Selected text →
☆ ☆ ☆

When those harrowing words ring out during a children’s entertainment in Washington, D.C. the evening of Friday, April 14, 1865, a quick-thinking young English chemist named Holmes grabs Tad Lincoln, the 12 year-old son of the dying President and races the boy out the theater and into a city convulsed by the shooting of the man known as the Great Emancipator—and soon finds himself on the hunt for John Wilkes Booth.

This is the extraordinary untold story of how that young chemist and a freed slave boy named Abraham tracked Booth through backwoods Maryland and across the Potomac River to the tobacco barn where Booth died.

It is the very first case of the detective we now know as Sherlock Holmes.

☆ ☆ ☆

Dataset records →

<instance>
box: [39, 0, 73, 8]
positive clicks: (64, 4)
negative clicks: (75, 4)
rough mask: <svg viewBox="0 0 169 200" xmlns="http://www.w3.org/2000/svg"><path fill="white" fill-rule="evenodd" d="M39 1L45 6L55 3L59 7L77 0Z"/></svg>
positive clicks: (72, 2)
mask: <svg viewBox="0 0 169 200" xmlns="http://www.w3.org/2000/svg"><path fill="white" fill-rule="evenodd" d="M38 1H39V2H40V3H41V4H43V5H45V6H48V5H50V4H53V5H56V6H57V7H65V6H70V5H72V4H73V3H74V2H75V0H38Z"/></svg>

☆ ☆ ☆

Actions to take →
**1.** Please write out the part of the Booth passage between "This is the" and "as Sherlock Holmes.", inclusive.
**2.** Rename "rough mask" to "coarse mask" throughout the rows and reproduce them with everything else unchanged.

Task solutions →
**1.**
This is the extraordinary untold story of how that young chemist and a freed slave boy named Abraham tracked Booth through backwoods Maryland and across the Potomac River to the tobacco barn where Booth died.

It is the very first case of the detective we now know as Sherlock Holmes.

**2.**
<instance>
box: [39, 0, 73, 8]
positive clicks: (64, 4)
negative clicks: (75, 4)
coarse mask: <svg viewBox="0 0 169 200" xmlns="http://www.w3.org/2000/svg"><path fill="white" fill-rule="evenodd" d="M39 1L45 6L55 3L59 7L77 0Z"/></svg>
positive clicks: (72, 2)
mask: <svg viewBox="0 0 169 200" xmlns="http://www.w3.org/2000/svg"><path fill="white" fill-rule="evenodd" d="M38 1H39V2H40V3H41V4H43V5H45V6H48V5H50V4H53V5H56V6H57V7H65V6H70V5H72V4H73V3H74V2H75V0H38Z"/></svg>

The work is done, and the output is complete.